■ **REQUIRED TASK**:
Pick out every line of the records below that contains the string "tree", and copy each one. Case counts.

■ **RECORDS**:
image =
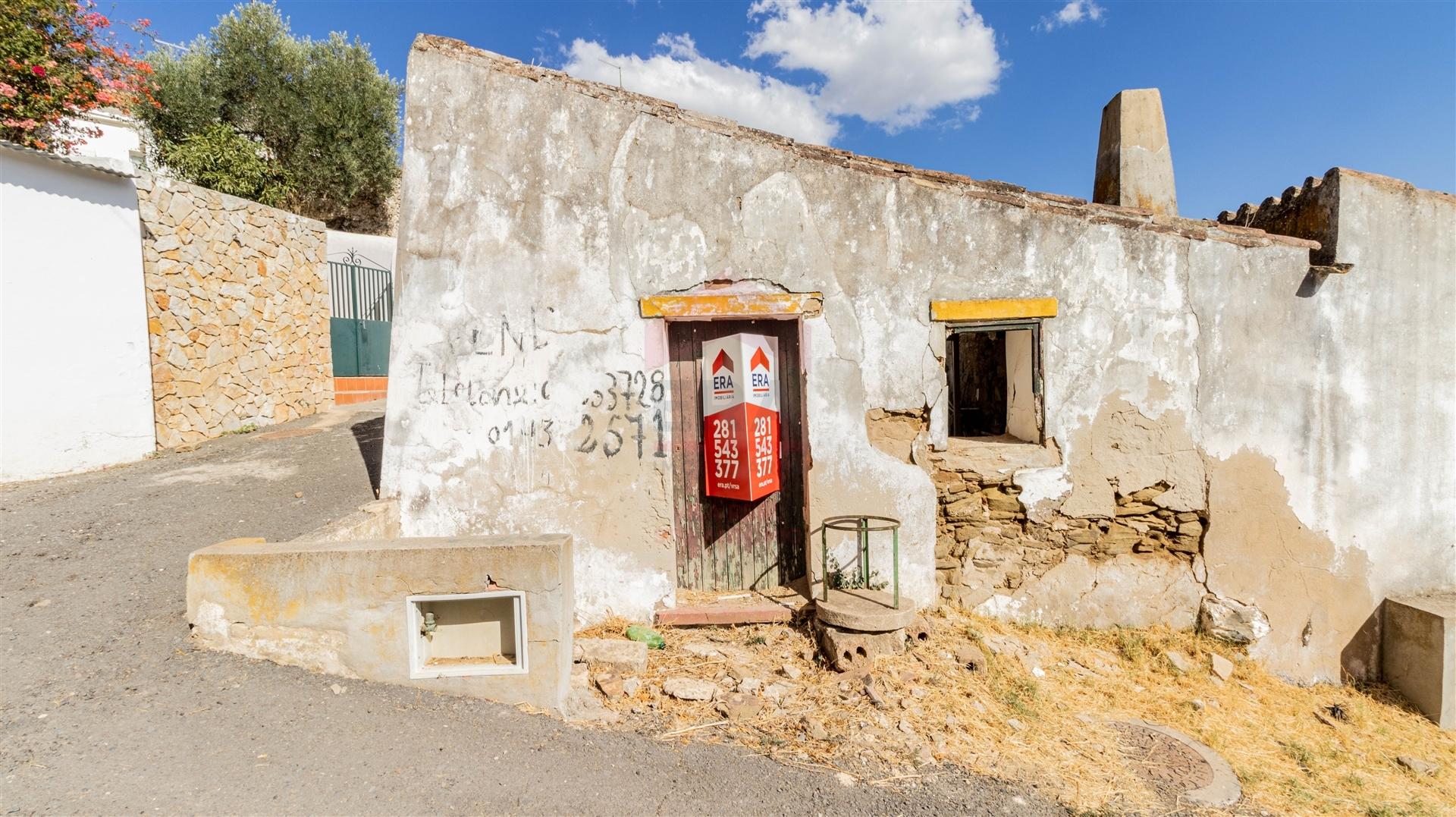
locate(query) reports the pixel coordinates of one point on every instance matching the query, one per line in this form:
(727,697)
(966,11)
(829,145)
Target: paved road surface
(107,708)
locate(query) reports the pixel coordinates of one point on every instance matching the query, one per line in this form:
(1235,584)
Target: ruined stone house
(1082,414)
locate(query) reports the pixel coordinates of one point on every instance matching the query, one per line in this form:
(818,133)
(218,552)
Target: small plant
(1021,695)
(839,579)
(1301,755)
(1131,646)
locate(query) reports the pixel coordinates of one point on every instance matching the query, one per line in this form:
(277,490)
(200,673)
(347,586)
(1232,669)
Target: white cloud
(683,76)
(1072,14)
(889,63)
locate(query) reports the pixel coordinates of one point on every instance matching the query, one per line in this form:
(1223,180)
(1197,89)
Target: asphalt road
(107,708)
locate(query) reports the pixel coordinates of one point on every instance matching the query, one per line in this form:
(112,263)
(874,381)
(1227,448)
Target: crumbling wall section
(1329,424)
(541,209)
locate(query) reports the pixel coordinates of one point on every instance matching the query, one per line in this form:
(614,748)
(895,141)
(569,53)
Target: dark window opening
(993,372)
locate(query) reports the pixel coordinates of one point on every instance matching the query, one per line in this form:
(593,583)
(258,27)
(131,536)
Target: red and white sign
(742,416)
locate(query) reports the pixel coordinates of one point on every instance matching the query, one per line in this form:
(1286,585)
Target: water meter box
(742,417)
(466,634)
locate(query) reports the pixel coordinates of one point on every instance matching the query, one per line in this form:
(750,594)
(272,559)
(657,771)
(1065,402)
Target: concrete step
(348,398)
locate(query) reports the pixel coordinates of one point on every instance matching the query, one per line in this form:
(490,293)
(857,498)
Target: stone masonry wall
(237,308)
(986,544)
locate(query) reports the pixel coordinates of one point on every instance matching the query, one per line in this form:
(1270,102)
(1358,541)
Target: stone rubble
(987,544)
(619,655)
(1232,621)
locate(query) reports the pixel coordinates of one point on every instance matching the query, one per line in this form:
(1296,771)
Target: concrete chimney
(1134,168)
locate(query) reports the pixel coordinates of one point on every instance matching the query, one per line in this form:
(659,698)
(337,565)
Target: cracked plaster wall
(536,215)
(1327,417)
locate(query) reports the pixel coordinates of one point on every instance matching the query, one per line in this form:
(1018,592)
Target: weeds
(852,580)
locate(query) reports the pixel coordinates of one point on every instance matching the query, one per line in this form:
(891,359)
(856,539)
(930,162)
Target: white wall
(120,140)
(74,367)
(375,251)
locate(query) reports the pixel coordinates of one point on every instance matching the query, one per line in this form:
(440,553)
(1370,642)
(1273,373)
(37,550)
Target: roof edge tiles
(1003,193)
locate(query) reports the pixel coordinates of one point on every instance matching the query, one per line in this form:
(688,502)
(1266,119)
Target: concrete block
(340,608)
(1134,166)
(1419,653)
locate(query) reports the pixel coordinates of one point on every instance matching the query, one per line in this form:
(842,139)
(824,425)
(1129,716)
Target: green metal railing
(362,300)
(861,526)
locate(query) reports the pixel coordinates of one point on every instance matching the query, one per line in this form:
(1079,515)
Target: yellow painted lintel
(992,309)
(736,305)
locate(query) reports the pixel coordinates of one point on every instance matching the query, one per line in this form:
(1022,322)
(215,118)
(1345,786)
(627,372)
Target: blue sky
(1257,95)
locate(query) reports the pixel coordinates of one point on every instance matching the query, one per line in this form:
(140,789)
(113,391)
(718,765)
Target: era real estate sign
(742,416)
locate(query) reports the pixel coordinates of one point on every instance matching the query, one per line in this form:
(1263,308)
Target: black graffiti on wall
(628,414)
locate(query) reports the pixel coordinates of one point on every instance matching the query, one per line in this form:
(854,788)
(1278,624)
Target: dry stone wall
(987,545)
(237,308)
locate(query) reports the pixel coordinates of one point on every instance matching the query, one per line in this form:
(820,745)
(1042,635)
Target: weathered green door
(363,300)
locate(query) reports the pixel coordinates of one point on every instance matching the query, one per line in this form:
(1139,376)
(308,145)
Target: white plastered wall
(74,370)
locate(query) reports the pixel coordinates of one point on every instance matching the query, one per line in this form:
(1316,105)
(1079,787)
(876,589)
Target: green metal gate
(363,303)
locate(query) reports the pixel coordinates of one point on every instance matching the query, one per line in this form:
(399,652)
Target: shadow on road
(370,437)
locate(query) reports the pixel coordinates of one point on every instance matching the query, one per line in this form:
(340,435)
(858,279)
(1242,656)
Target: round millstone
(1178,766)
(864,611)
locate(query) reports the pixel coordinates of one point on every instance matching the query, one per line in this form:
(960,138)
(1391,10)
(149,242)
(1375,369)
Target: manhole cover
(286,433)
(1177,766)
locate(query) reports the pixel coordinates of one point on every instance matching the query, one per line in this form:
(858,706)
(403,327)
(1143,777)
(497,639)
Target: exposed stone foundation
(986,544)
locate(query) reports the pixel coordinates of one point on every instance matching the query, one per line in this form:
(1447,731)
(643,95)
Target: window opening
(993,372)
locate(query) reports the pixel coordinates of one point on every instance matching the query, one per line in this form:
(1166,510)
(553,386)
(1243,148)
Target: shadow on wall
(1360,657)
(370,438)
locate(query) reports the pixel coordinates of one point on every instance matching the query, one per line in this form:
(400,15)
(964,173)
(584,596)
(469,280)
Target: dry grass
---
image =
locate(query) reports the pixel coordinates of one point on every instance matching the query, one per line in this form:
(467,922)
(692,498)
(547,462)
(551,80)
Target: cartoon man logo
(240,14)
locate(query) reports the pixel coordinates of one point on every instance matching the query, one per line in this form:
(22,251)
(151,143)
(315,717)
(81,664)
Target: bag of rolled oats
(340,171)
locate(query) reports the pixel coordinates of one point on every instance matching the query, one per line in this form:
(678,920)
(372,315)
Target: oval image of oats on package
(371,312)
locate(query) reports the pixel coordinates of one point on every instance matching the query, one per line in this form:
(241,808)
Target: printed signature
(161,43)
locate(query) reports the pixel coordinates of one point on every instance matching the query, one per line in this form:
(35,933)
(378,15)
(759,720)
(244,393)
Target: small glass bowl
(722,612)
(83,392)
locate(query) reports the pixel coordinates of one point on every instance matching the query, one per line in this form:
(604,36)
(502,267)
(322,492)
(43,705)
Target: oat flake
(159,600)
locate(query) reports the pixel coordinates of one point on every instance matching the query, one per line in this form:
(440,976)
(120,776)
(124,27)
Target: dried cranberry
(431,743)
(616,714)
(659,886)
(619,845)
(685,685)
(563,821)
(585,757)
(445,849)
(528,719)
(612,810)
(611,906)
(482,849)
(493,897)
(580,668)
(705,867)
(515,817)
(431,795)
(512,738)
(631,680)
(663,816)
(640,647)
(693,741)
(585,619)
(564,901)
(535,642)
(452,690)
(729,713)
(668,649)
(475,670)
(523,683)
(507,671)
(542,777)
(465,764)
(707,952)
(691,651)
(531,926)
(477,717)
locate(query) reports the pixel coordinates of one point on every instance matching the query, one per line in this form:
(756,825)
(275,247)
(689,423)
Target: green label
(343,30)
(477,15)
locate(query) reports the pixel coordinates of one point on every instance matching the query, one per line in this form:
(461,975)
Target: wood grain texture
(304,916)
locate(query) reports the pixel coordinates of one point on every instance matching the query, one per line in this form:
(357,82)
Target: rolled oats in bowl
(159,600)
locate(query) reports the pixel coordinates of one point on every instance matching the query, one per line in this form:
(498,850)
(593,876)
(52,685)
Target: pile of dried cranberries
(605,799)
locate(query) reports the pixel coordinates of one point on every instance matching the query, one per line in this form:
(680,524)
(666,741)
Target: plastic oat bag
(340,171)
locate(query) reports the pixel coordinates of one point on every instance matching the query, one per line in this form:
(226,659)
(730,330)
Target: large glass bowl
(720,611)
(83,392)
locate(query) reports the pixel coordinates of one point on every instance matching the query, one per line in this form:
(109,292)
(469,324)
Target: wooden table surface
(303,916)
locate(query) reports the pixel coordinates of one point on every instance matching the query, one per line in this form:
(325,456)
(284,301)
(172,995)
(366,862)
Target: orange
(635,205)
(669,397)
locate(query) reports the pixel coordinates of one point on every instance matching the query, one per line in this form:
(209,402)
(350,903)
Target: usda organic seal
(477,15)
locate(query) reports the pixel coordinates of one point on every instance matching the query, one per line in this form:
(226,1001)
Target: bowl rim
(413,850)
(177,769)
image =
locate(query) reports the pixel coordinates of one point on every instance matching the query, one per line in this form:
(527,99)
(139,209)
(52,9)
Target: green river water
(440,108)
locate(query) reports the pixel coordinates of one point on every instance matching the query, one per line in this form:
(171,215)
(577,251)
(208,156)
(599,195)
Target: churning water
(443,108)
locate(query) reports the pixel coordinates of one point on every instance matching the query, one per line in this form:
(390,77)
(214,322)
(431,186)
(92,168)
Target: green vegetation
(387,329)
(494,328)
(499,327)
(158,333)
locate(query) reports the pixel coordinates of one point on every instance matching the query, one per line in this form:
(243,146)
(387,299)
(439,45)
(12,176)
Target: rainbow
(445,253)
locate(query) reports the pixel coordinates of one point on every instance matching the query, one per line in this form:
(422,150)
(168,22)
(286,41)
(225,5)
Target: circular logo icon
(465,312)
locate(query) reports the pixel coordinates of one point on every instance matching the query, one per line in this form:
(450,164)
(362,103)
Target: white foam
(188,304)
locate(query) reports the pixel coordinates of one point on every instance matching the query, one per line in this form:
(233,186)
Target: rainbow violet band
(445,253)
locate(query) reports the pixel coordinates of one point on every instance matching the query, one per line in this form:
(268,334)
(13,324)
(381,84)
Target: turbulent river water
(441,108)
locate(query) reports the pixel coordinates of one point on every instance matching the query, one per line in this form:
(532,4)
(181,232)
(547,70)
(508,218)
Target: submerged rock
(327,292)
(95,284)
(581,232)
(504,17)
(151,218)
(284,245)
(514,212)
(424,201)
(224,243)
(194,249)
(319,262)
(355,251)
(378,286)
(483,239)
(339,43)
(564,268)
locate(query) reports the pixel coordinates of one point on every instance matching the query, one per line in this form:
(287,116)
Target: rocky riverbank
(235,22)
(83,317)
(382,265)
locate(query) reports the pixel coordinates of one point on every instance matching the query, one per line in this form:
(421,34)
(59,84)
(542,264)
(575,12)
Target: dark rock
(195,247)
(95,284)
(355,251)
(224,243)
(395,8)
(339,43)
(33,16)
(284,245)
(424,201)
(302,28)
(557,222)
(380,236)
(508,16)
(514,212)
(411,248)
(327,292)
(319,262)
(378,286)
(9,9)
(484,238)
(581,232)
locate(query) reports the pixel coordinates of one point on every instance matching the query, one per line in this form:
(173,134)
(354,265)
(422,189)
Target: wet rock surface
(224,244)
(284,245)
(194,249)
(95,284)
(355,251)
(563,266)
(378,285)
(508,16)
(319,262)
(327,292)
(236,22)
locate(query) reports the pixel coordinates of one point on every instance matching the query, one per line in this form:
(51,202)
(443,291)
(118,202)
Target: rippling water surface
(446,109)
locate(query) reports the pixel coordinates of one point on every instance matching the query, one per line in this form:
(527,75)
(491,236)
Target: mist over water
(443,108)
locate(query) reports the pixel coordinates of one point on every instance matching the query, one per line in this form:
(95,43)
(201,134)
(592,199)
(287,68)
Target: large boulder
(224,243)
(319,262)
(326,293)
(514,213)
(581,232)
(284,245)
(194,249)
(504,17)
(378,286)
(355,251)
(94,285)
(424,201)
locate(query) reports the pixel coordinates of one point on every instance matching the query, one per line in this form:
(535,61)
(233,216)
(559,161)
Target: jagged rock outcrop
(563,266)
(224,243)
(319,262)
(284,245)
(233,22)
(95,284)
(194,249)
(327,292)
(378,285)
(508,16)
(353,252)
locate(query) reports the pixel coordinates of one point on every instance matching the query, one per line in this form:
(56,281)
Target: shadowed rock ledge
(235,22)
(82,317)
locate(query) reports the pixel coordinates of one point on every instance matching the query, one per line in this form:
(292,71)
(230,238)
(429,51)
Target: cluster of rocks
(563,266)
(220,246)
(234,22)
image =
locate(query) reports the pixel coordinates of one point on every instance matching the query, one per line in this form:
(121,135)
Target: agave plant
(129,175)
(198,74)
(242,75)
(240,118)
...
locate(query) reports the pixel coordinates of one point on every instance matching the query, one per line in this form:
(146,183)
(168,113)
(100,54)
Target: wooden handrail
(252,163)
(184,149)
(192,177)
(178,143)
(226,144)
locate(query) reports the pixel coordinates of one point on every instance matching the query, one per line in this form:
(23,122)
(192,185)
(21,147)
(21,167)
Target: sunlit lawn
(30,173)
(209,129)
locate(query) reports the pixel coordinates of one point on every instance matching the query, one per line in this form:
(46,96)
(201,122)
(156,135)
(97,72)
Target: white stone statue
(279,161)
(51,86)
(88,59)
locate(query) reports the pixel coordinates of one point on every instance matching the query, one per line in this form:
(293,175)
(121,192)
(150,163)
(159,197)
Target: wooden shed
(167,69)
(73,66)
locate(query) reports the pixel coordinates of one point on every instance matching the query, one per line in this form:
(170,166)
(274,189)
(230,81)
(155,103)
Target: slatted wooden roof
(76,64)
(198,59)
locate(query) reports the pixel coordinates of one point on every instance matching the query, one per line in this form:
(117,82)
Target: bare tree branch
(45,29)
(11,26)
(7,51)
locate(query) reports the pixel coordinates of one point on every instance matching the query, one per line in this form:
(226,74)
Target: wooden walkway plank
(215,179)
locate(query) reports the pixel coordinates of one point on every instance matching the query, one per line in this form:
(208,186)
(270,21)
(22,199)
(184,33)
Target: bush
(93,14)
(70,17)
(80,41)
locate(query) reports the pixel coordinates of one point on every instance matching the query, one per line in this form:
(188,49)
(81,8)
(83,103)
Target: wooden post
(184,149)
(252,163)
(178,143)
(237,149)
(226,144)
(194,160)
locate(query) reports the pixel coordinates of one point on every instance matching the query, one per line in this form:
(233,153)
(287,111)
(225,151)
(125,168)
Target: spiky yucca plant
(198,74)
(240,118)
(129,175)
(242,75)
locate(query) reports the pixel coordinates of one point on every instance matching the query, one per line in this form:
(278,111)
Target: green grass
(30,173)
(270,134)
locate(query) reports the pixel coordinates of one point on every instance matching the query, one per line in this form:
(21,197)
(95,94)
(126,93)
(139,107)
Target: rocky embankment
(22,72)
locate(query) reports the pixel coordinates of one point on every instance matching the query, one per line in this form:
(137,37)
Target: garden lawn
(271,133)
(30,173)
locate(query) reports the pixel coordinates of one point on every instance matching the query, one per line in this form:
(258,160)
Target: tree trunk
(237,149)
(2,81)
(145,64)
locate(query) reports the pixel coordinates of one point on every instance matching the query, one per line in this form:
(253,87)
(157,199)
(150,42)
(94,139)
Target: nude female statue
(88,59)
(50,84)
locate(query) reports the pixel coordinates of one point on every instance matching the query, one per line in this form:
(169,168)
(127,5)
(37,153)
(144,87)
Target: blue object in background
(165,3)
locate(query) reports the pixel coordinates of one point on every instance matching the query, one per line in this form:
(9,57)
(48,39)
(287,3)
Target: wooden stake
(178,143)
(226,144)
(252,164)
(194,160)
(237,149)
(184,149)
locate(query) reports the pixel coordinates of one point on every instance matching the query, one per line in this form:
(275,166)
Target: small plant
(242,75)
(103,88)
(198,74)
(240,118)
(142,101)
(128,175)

■ **FINAL RESULT**:
Target: bare tree branch
Target: tree trunk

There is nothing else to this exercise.